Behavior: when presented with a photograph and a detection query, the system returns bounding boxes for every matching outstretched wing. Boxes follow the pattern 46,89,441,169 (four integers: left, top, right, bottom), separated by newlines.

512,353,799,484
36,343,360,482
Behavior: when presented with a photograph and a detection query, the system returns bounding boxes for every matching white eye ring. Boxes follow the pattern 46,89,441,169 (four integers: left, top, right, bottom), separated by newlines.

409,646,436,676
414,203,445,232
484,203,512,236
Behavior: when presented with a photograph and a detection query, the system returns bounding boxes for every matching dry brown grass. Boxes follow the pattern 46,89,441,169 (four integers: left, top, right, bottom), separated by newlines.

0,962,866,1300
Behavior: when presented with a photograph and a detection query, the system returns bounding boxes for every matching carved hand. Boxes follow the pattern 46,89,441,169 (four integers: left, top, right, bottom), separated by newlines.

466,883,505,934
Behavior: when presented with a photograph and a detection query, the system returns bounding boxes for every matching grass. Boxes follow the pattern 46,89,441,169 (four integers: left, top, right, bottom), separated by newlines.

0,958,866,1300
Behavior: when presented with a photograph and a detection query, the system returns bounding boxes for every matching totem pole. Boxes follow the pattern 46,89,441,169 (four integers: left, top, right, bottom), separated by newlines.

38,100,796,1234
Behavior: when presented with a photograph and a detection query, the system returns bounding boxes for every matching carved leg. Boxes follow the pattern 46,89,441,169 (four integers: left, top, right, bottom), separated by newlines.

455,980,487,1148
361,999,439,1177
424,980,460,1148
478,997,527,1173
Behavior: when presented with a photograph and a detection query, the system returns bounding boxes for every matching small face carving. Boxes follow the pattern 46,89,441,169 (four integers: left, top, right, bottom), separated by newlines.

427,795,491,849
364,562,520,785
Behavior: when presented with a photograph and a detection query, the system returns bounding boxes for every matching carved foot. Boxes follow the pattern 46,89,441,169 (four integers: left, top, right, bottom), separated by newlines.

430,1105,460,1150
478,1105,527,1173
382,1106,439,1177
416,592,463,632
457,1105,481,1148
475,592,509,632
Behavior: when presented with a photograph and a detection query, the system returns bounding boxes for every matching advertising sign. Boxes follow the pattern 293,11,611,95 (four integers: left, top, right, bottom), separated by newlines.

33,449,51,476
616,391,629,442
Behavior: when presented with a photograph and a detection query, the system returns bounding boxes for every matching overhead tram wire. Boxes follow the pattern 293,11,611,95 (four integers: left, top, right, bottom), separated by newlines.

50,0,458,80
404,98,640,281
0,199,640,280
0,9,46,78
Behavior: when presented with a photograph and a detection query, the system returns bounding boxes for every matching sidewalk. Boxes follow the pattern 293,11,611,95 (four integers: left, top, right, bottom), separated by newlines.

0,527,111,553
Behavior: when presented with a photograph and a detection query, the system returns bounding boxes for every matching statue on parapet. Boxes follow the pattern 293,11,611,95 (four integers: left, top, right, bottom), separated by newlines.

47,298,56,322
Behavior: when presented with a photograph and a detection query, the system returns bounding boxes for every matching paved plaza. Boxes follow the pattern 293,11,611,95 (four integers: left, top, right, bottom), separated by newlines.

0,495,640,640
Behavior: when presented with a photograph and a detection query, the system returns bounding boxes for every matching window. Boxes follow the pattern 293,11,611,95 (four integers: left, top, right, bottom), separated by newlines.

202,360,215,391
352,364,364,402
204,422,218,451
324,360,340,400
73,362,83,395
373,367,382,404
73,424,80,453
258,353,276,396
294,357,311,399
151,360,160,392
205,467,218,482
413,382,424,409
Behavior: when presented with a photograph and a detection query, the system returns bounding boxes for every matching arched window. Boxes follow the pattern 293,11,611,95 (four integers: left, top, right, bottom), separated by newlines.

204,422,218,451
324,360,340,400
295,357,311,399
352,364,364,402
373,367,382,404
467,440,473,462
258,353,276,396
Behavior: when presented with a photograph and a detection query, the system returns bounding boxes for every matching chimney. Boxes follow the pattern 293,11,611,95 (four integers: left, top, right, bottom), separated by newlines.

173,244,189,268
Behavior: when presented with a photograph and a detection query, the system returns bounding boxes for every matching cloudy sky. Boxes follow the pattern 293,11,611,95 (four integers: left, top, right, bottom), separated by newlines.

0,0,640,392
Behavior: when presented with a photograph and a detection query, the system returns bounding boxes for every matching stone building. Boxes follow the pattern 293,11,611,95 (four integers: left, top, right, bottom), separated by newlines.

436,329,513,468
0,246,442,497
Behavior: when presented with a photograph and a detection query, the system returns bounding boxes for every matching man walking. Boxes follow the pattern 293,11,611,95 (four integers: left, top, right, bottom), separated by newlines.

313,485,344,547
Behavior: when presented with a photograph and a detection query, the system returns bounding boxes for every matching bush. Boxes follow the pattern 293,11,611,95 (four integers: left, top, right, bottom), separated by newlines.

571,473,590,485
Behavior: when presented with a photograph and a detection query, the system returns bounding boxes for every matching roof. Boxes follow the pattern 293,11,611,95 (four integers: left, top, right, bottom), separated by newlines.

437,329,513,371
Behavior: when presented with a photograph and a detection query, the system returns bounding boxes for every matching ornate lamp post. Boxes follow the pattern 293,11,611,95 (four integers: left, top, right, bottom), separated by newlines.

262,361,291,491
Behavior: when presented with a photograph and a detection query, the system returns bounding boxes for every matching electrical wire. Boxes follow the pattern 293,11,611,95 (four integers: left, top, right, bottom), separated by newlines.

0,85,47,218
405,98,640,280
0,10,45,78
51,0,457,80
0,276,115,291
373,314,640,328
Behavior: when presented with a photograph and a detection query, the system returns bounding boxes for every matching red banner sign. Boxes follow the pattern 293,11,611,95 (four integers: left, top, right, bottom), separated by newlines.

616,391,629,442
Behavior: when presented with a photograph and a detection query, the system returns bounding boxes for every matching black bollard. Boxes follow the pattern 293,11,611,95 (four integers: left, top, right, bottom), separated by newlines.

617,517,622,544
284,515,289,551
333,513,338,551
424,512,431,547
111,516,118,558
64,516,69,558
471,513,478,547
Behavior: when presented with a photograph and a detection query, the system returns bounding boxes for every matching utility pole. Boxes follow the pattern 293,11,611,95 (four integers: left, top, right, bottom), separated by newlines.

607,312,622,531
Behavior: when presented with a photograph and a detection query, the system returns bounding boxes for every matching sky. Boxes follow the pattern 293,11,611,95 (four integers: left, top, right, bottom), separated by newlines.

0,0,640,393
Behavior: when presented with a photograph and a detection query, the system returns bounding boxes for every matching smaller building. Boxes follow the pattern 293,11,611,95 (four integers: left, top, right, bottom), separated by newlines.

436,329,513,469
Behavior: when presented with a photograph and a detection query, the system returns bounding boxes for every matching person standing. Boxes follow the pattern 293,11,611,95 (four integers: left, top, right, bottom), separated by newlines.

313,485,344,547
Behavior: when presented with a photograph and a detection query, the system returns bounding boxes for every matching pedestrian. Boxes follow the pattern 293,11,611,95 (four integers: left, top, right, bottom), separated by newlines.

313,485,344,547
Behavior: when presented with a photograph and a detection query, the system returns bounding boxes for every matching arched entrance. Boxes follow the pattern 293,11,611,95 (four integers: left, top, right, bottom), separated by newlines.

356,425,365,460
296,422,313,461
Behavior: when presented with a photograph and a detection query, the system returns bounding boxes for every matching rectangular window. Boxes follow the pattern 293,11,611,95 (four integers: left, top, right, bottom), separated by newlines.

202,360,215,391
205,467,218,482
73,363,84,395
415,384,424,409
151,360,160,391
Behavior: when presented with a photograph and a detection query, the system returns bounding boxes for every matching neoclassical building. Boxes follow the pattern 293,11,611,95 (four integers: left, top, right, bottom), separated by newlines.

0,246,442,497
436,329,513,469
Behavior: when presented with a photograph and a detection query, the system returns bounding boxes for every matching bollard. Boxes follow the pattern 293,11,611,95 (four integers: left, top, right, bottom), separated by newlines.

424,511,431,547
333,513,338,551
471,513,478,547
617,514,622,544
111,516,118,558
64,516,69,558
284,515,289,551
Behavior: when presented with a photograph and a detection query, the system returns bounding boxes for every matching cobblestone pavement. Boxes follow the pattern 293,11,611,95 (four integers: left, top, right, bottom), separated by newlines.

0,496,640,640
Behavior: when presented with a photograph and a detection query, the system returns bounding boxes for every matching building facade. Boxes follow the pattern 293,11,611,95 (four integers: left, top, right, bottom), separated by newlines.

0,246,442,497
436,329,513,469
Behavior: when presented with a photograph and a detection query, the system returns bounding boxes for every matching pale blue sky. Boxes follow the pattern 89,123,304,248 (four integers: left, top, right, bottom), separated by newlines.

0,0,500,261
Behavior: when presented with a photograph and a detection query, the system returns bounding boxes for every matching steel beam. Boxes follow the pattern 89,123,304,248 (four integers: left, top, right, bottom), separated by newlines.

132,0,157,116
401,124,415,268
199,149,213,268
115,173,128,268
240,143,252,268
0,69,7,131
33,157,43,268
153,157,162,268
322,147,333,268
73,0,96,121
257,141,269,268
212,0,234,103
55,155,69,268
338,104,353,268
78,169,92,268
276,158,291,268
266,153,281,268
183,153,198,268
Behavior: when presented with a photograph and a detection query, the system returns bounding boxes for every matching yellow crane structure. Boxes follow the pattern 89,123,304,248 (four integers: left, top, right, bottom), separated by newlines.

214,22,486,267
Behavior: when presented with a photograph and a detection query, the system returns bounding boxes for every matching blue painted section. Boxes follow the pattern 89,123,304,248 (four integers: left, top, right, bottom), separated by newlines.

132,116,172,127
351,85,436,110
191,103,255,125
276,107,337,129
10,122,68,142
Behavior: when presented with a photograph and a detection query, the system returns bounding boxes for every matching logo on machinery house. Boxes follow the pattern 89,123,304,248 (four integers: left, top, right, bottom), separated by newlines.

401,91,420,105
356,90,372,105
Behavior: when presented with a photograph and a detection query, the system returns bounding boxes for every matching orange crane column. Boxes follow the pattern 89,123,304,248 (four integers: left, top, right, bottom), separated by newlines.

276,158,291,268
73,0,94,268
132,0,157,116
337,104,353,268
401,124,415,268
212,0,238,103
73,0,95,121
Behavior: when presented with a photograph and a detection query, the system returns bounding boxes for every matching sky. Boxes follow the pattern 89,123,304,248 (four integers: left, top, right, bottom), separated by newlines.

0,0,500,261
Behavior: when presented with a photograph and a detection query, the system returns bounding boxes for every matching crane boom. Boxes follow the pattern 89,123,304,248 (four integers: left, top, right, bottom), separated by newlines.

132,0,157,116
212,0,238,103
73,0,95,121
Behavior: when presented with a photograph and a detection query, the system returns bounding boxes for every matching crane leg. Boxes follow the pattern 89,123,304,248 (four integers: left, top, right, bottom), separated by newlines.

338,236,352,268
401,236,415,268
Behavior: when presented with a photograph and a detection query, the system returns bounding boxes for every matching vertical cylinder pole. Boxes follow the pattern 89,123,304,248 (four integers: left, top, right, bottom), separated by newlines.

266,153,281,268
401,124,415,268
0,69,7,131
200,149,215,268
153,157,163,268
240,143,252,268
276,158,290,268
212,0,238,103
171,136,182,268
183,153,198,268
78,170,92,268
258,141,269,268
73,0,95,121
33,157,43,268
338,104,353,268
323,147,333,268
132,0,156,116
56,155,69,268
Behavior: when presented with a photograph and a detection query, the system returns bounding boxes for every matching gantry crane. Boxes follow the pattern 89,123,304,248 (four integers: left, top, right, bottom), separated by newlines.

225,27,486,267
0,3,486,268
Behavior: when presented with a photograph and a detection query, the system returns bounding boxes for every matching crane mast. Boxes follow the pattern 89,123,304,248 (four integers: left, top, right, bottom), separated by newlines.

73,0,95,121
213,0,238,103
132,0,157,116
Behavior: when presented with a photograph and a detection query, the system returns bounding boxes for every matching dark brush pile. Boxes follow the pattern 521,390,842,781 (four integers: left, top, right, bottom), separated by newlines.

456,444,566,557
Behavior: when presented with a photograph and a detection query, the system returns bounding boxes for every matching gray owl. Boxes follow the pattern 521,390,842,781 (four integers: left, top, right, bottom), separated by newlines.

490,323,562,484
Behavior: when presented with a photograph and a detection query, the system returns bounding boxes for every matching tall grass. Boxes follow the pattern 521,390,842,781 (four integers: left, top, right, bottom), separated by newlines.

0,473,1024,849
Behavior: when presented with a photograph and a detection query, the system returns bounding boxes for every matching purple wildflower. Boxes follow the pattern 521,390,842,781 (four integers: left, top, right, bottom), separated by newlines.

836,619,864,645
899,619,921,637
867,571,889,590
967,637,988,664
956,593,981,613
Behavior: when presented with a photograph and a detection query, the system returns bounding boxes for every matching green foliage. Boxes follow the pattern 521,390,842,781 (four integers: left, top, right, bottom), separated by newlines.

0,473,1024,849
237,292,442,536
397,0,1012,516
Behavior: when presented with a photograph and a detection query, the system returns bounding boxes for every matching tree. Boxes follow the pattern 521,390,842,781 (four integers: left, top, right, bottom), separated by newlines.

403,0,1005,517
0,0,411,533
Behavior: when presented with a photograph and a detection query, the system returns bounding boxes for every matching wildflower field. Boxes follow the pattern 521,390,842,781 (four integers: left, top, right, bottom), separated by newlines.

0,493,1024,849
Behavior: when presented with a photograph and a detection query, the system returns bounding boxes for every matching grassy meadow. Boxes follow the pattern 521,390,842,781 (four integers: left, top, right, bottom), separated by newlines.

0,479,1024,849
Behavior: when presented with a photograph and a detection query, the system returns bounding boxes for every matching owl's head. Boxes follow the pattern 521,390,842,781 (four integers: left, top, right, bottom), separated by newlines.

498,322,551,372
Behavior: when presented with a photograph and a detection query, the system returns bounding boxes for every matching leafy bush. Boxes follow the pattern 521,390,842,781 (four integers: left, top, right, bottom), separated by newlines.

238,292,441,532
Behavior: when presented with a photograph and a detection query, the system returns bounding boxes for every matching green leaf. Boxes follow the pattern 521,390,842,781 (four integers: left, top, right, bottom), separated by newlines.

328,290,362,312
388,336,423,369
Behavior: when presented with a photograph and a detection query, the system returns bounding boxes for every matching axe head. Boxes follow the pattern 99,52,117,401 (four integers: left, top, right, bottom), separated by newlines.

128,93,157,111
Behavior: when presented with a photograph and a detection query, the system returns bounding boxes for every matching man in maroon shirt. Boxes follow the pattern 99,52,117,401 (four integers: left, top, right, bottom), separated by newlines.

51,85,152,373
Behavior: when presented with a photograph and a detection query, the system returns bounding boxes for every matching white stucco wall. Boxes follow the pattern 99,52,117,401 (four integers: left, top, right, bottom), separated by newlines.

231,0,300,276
• • • •
Problem description: Reproduce the lines of the entries above verbatim, beginning with the line containing "every matching rectangular" and continuing through the line containing "151,360,160,391", both included.

Correct answer:
Behavior: when presented with a photograph and a detection query, the system returns bounding boxes for every matching rectangular window. Boxes follow the pattern 293,11,611,95 (four integers: left, top, right, bottom), separated by newlines.

202,360,215,391
205,467,218,482
73,363,84,395
415,384,424,409
151,360,160,391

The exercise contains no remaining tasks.